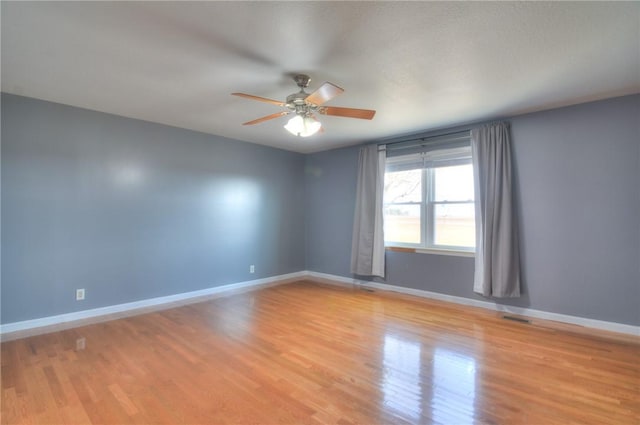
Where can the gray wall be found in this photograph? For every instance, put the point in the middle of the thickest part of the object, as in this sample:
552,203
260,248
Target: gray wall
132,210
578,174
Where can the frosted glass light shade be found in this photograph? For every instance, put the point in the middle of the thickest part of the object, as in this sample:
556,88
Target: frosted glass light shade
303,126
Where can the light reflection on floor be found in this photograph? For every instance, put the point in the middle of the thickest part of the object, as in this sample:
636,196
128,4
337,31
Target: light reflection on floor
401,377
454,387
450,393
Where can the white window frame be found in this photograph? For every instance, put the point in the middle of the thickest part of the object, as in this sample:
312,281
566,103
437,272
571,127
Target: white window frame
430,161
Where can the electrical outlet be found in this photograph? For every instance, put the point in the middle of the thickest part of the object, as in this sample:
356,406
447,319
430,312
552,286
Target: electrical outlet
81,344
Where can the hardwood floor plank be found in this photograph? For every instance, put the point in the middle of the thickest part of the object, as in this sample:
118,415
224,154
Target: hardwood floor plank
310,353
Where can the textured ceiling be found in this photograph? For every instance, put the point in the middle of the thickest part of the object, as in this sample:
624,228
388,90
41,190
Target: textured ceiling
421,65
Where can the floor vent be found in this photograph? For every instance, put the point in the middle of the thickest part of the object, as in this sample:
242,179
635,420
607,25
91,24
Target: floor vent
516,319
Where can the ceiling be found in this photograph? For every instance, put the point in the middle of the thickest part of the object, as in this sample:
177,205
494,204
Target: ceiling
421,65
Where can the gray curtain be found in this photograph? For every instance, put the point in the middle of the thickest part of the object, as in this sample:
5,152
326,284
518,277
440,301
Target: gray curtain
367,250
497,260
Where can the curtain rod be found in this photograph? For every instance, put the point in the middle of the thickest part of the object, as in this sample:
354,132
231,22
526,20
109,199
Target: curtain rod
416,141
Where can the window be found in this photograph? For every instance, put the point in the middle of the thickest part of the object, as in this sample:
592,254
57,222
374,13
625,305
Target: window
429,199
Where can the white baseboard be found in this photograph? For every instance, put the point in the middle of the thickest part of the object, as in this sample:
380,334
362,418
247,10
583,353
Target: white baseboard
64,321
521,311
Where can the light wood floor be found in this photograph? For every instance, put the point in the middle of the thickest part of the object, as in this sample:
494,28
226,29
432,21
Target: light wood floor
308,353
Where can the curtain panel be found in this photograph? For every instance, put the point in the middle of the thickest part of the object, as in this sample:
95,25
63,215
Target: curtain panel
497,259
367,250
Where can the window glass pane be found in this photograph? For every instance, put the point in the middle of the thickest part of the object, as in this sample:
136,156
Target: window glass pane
──────────
Write out the listing above exactly as it stands, pictures excluded.

Where can the gray wall be found in this photograph? For every instance, put the point in the middle of the thickest part of the object, as in this sample:
552,203
260,248
Target: gray wall
132,210
578,174
Where can the frosted glass light shade be found in this photograph? For every instance, put the point in the middle of the thickest part of the object, as in this sample:
556,88
Target: frosted glass light shade
303,126
Where can the light reflection on floor be found in this photograph? For every instance, put the point in the middle of the thickest part of the object, as in this sample:
636,196
128,4
337,31
Target: light reflection on floor
401,377
454,387
450,393
Where can the white window frame be found in this photograph? For every instance, put the point in the middle of the thickest part of the object, as in this sample:
312,281
566,103
437,272
571,127
Target: white window frame
430,161
Where can the electrical outlet be found in this photograph? For every instance, put the point in the middle of the thickest part of the object, as in this sample:
356,406
447,319
430,312
552,286
Target: electrical outlet
81,344
Where can the hardwood floor plank be found in this photograph? For every instance, put the point in the middle of the thickest part of the object, as in this sample:
118,415
224,154
Target: hardwood floor plank
310,353
Where can the textured ceiling be found in this photograph? For every instance, put the point in the middle of the thickest part of the object, as in this sample:
624,228
388,90
41,190
Target: textured ceiling
421,65
Where can the floor vent be found in this photograph? For every instance, put the point in the middle of the thickest part of the object, as in this sample:
242,179
635,420
607,25
91,24
Target: floor vent
516,319
Where can the ceiling be found in this photograph? For every instance, put the point in the middle of the thickest part of the object, as in this sample:
177,205
494,204
Target: ceiling
421,65
Where can the gray curtain be found in this photograph? For every instance, put the point in the middle of the thickest part of the object, as in this sample:
5,152
326,284
518,277
440,301
Target: gray curtain
367,250
497,260
Where can the curtain rod be found in this photograph? For every instance, put the point in the middle of the thickest part of the object, as in this sample:
354,132
231,22
526,20
109,199
Target: curtain rod
416,141
Where can the window be found in this photograph? For every instance, put the point in the middle of the thickest part of the object, as in this sample:
592,254
57,222
374,13
625,305
Target: window
429,199
Where can the white baseboard be found in this photograph? For every instance, put the point in the middle of the thickest part of the object, as in this sample:
380,334
362,418
247,10
583,353
Target: white baseboard
64,321
521,311
Where can the light wood floor be found in this photograph? For every instance, put the point in the middle of the thickest part of the object, as in this sample:
494,28
226,29
432,21
Target: light wood floor
308,353
Where can the curtain panel be found in this photograph? For every instance, put the point in the middle of the thickest part of the object, as in this sample:
95,25
63,215
Target: curtain panel
497,259
367,250
Where can the window glass pane be found in this photograph? For every instance, put the point in the middle of the thickest part of the object, as in this sample:
136,156
Target: window glass pane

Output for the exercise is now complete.